Work task 1 → How many aftershocks does the agency report in Central Sulawesi after Friday's quake and tsunami, according to the excerpt on the Central Sulawesi earthquake?
Work task 2 → Rewrite the excerpt on the Central Sulawesi earthquake from "Rescuers are still" to "region, Sutopo said.", replacing "shelter" with "refuge".

Document excerpt →
The BNPB estimates that Central Sulawesi suffered damage running into more than 10 trillion rupiah (US$670.56 million), more than that incurred from the recent Lombok quakes.
Rescuers are still facing obstacles reaching Donggala, the epicentre of the 7.4-magnitude quake that hit at dusk on Friday, citing damaged roads, landslides, and a lack of heavy equipment to speed up evacuation and search-and-rescue operations.
“Survivors are taking shelter in open fields, those who stayed in the hills are already joining other survivors in the search of food and basic necessities,” Sutopo said. “Quake and tsunami survivors really need … shelter, blankets, ready-to-eat food supplies and health care.”
A search and rescue team had reached Donggala but were uncontactable as electricity and communications were still cut off in the region, Sutopo said.
The agency said there were 254 aftershocks in Central Sulawesi following Friday’s quake and tsunami. Of particular concern are two housing complexes in Palu, the region’s capital, which are located on the Palu-Koro fault system running underneath Sulawesi Island.
Nearly 2,500 houses in the Balaroa and Patobo complexes were buried under mud following the quake and the six-metre-high tsunami wave, complicating the rescue process, Sutopo said.

Supplied data →
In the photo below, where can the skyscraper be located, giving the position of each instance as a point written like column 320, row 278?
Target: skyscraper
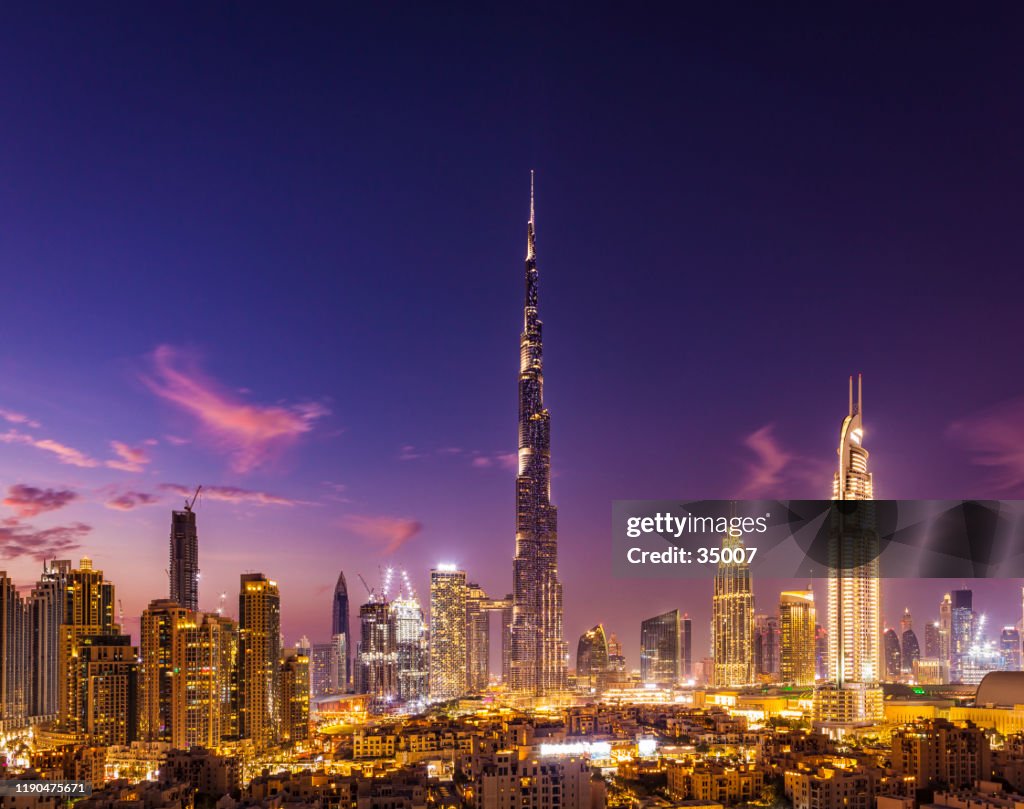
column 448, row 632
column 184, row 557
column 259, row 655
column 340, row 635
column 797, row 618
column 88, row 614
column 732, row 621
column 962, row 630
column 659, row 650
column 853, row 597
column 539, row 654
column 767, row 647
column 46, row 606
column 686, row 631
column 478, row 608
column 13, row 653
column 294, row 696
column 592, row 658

Exercise result 1 → 254 aftershocks

Exercise result 2 →
Rescuers are still facing obstacles reaching Donggala, the epicentre of the 7.4-magnitude quake that hit at dusk on Friday, citing damaged roads, landslides, and a lack of heavy equipment to speed up evacuation and search-and-rescue operations.
“Survivors are taking refuge in open fields, those who stayed in the hills are already joining other survivors in the search of food and basic necessities,” Sutopo said. “Quake and tsunami survivors really need … refuge, blankets, ready-to-eat food supplies and health care.”
A search and rescue team had reached Donggala but were uncontactable as electricity and communications were still cut off in the region, Sutopo said.